DIRECTIVE: Starting with the line that contains "Record the location of each instance of the green sticker", copy every line through the end of the data below, exactly and with nothing added.

Pointing and labeling entries:

* begin *

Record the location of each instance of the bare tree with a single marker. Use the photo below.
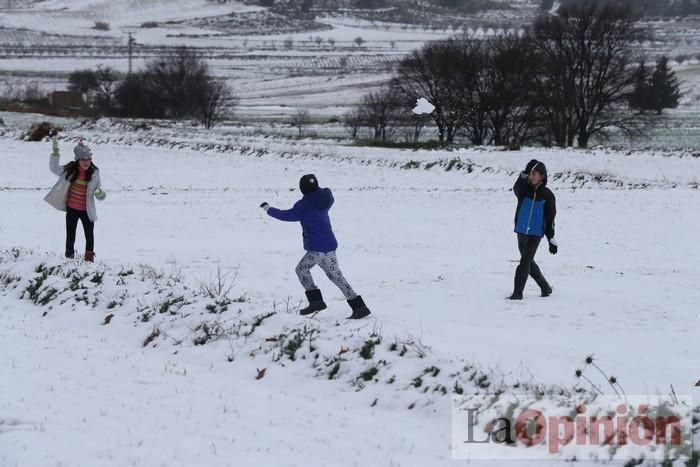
(105, 78)
(379, 111)
(437, 72)
(214, 100)
(586, 52)
(509, 78)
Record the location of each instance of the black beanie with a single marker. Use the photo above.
(308, 184)
(541, 168)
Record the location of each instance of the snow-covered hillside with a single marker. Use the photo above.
(425, 237)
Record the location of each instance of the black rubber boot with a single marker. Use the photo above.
(316, 302)
(518, 284)
(359, 309)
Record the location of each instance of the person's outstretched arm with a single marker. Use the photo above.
(54, 165)
(287, 215)
(521, 181)
(550, 212)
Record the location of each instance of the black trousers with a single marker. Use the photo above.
(72, 217)
(527, 244)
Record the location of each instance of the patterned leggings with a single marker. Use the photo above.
(329, 263)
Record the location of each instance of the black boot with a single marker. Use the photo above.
(546, 292)
(359, 309)
(518, 284)
(316, 302)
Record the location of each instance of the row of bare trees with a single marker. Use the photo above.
(569, 78)
(176, 85)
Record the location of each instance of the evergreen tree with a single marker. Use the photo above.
(665, 88)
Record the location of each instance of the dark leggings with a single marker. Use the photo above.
(72, 217)
(527, 244)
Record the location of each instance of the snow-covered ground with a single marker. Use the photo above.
(425, 237)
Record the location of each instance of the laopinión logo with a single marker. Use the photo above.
(567, 427)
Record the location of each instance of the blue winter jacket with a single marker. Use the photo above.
(536, 208)
(312, 212)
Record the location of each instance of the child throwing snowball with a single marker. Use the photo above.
(320, 245)
(74, 193)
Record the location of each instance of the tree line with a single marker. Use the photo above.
(569, 77)
(176, 85)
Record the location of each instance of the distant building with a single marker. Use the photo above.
(66, 100)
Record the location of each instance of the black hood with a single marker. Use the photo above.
(542, 169)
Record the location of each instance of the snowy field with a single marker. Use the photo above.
(425, 237)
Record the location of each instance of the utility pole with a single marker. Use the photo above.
(131, 43)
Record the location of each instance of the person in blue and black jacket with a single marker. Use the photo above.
(320, 245)
(534, 219)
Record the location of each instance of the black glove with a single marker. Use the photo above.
(530, 165)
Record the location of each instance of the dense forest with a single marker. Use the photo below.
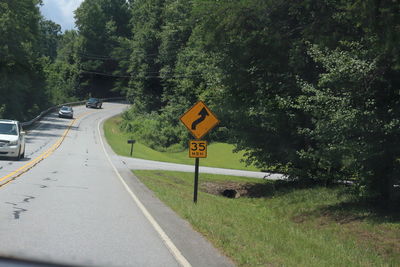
(308, 88)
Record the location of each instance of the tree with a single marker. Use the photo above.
(100, 23)
(21, 66)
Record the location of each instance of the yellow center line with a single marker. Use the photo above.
(13, 175)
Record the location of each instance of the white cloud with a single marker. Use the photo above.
(61, 12)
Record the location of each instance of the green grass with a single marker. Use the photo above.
(286, 226)
(219, 154)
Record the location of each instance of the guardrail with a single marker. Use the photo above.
(49, 110)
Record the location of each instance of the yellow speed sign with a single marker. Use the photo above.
(197, 149)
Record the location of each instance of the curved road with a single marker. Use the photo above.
(72, 201)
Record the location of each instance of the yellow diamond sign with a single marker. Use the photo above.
(199, 120)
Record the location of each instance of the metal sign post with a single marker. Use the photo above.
(131, 141)
(196, 180)
(199, 120)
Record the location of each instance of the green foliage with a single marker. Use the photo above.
(21, 65)
(305, 87)
(101, 25)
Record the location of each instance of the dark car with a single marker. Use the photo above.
(94, 103)
(66, 112)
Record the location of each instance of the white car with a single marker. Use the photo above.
(12, 139)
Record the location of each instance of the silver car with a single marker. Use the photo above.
(66, 112)
(12, 139)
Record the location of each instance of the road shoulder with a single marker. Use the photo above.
(194, 247)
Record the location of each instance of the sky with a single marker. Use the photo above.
(61, 12)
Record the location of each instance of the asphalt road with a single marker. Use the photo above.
(71, 201)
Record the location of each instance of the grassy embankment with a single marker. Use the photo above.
(273, 225)
(281, 225)
(219, 154)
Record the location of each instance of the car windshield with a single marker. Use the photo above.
(8, 129)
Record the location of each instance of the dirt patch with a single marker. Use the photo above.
(237, 189)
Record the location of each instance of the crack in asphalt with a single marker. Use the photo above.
(28, 199)
(49, 179)
(17, 211)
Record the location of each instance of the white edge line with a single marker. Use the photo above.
(167, 241)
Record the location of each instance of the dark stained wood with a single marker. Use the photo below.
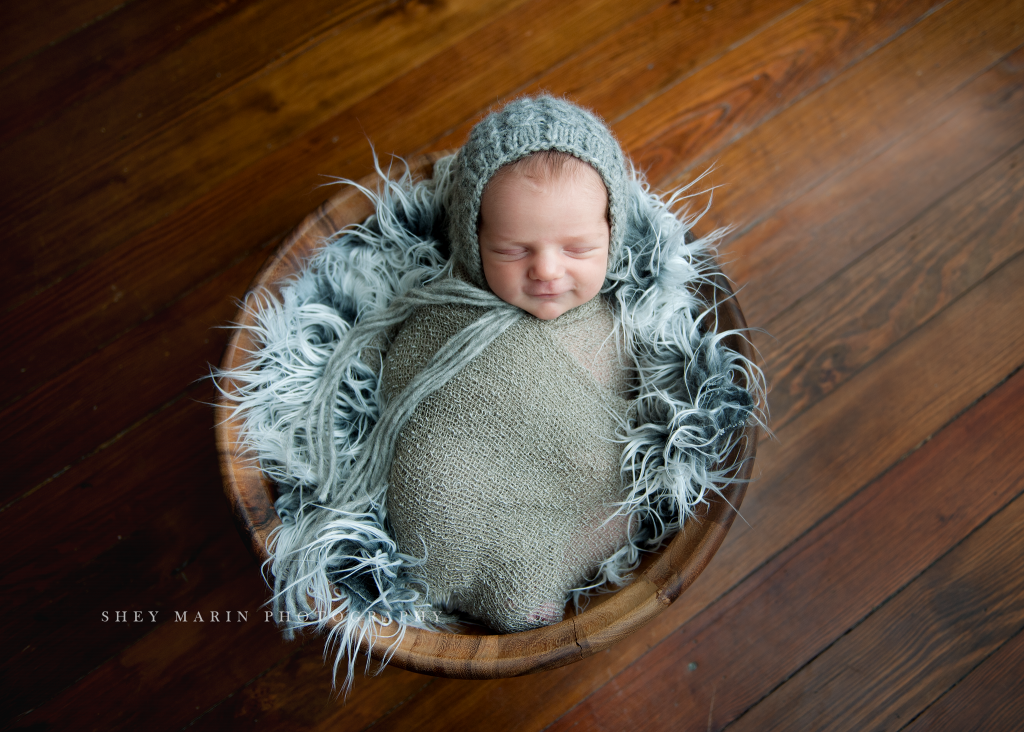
(819, 343)
(838, 573)
(158, 521)
(781, 259)
(920, 644)
(35, 26)
(990, 698)
(839, 129)
(137, 277)
(175, 659)
(115, 388)
(949, 47)
(178, 54)
(236, 129)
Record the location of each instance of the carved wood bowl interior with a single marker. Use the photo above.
(471, 655)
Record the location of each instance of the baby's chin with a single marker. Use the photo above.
(548, 308)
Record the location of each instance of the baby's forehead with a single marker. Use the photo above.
(571, 176)
(549, 164)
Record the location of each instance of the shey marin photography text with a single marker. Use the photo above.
(194, 616)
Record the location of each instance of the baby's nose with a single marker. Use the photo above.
(547, 266)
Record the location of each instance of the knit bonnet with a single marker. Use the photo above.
(522, 127)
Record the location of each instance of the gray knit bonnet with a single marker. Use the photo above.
(524, 126)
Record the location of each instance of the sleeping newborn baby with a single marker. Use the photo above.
(506, 480)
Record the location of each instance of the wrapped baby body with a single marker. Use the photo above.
(498, 390)
(506, 478)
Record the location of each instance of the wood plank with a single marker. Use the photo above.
(781, 259)
(276, 701)
(115, 198)
(834, 576)
(107, 393)
(171, 46)
(825, 338)
(842, 443)
(140, 276)
(159, 523)
(859, 113)
(923, 641)
(183, 664)
(990, 698)
(30, 27)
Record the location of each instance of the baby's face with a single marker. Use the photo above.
(544, 241)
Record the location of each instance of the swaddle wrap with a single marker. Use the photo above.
(506, 478)
(314, 415)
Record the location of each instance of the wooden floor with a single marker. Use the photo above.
(868, 157)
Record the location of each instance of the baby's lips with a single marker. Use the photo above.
(545, 293)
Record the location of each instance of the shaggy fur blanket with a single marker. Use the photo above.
(309, 399)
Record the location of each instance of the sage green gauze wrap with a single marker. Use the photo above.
(504, 479)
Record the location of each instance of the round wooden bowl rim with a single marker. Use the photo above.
(457, 655)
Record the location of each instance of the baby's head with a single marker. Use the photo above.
(537, 205)
(544, 233)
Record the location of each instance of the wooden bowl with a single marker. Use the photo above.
(468, 655)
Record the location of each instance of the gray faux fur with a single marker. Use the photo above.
(693, 394)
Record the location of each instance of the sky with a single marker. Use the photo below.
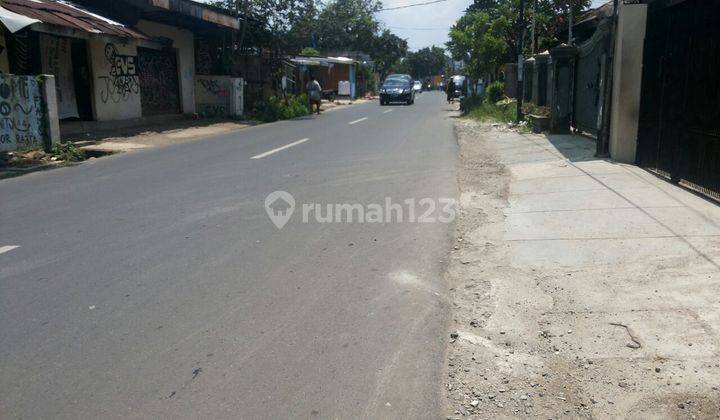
(425, 26)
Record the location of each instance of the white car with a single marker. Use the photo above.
(417, 86)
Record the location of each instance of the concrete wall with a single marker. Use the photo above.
(219, 96)
(116, 85)
(184, 44)
(28, 106)
(627, 80)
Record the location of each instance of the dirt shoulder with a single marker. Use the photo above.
(565, 303)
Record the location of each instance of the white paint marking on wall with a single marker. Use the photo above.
(6, 248)
(270, 152)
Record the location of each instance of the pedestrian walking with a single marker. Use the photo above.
(313, 89)
(451, 90)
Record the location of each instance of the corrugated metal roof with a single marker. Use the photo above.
(62, 13)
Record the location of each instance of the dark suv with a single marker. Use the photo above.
(397, 89)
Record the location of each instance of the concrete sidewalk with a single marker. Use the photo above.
(605, 278)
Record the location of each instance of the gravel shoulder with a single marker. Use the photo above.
(560, 310)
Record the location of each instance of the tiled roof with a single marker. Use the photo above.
(63, 13)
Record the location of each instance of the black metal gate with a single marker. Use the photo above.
(592, 57)
(159, 88)
(679, 130)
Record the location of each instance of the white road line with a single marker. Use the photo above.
(6, 248)
(270, 152)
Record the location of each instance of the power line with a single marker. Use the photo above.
(411, 5)
(419, 29)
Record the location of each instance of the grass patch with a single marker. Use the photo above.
(484, 111)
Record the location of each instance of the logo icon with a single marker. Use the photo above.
(279, 206)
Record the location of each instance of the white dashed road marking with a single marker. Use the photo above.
(270, 152)
(6, 248)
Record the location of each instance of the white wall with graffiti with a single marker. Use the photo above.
(219, 96)
(22, 112)
(116, 81)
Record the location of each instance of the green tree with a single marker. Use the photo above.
(387, 49)
(348, 25)
(424, 62)
(488, 34)
(310, 52)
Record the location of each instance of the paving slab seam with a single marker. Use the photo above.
(641, 209)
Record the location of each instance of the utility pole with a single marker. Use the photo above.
(570, 23)
(521, 62)
(533, 39)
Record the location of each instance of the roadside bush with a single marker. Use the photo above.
(68, 152)
(274, 108)
(495, 91)
(470, 102)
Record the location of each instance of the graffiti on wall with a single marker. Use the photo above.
(21, 112)
(122, 80)
(213, 95)
(159, 81)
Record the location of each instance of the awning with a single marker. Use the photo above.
(13, 21)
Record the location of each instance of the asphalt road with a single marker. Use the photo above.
(153, 284)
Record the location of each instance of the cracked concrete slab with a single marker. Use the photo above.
(583, 288)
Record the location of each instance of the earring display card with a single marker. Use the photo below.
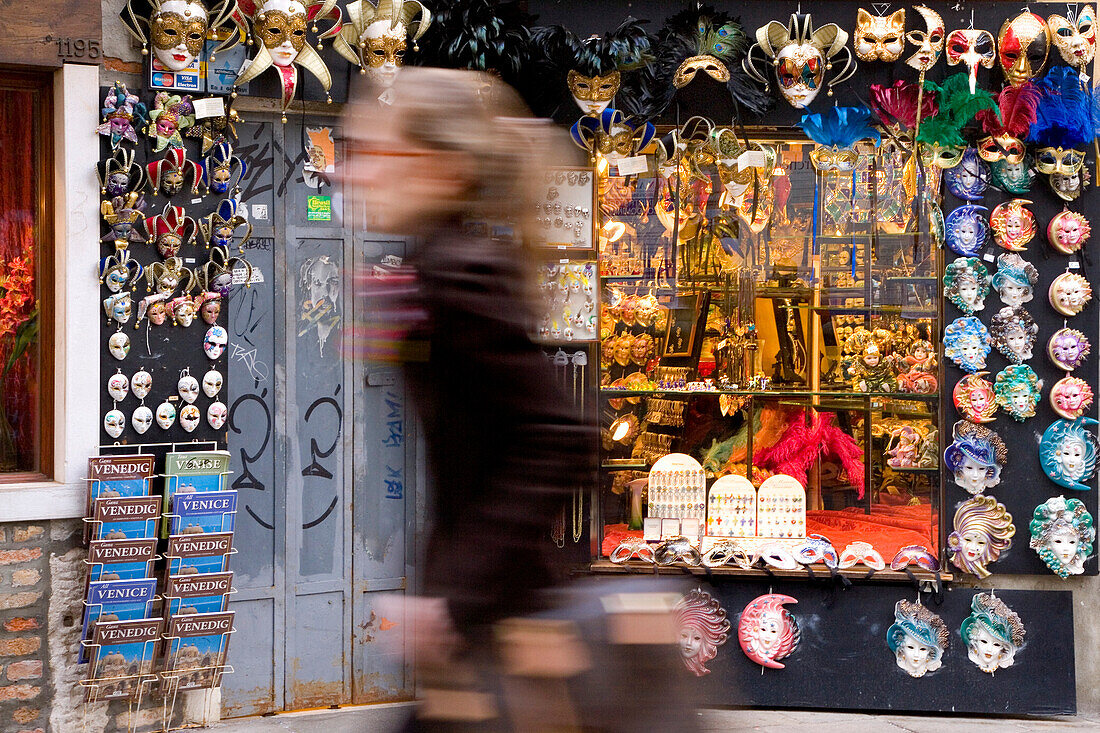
(565, 210)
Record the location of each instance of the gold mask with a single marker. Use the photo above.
(276, 28)
(385, 50)
(880, 37)
(171, 30)
(593, 88)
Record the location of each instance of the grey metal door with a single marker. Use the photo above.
(320, 460)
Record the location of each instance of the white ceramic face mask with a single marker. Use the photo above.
(165, 415)
(189, 417)
(217, 414)
(118, 386)
(211, 383)
(188, 387)
(119, 345)
(142, 419)
(141, 383)
(113, 423)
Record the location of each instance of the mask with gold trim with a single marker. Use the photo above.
(879, 37)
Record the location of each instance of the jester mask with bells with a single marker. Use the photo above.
(972, 48)
(1022, 47)
(1075, 36)
(178, 29)
(375, 39)
(278, 32)
(879, 37)
(802, 56)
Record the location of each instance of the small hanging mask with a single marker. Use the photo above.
(1075, 37)
(1022, 47)
(974, 48)
(928, 42)
(879, 37)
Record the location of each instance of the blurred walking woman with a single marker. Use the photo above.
(504, 444)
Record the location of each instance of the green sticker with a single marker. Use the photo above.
(319, 208)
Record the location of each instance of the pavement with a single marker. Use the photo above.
(387, 718)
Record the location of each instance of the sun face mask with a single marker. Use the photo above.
(879, 37)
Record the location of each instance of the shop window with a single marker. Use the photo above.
(25, 245)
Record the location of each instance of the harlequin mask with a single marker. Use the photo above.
(974, 48)
(215, 341)
(802, 55)
(930, 42)
(142, 419)
(1076, 40)
(165, 415)
(1070, 396)
(1068, 231)
(1069, 293)
(216, 415)
(1013, 226)
(1063, 533)
(879, 37)
(1068, 452)
(114, 422)
(119, 345)
(983, 529)
(1068, 348)
(1022, 46)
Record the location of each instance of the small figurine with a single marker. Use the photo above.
(966, 284)
(992, 633)
(1063, 534)
(917, 638)
(1068, 348)
(967, 343)
(1068, 231)
(1013, 226)
(966, 230)
(983, 529)
(1068, 452)
(1014, 332)
(1070, 397)
(976, 457)
(1014, 280)
(1018, 390)
(1069, 293)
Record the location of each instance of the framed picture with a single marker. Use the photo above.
(686, 316)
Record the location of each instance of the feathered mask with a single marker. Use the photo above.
(590, 72)
(836, 131)
(942, 135)
(281, 28)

* end *

RESPONSE TO THIS TASK:
Record the location of each instance of the green sticker with a single marker. Use the photo above.
(319, 208)
Record the location of each instance of the pavement with a single marker. Use the photo above.
(387, 718)
Record the location of each instance of the sun face mask with a single marker. Use the photo above.
(879, 37)
Record the location of each instance of the shop window with a single marker. Use the photo above.
(25, 245)
Record the location of each instance of the harlequin mask with a single marker. Use the photo above.
(974, 48)
(215, 341)
(802, 55)
(930, 42)
(142, 419)
(1076, 40)
(165, 415)
(1070, 396)
(1068, 231)
(1069, 293)
(216, 415)
(1013, 226)
(1063, 533)
(879, 37)
(1068, 452)
(114, 422)
(119, 345)
(983, 529)
(1068, 348)
(1022, 46)
Record the location of each instance of the small figurine with a single marker. Use the photo above.
(966, 284)
(992, 633)
(1063, 534)
(917, 638)
(1068, 348)
(967, 343)
(1068, 231)
(1013, 226)
(966, 230)
(983, 529)
(1068, 452)
(1014, 332)
(1070, 397)
(976, 457)
(1014, 280)
(1018, 390)
(1069, 293)
Record the location of each instance of the framed picture with a single marker. Use the photo above.
(686, 316)
Record the location of each instance of the feathered mask with a single marker. Use the photo above.
(590, 72)
(836, 131)
(942, 135)
(281, 28)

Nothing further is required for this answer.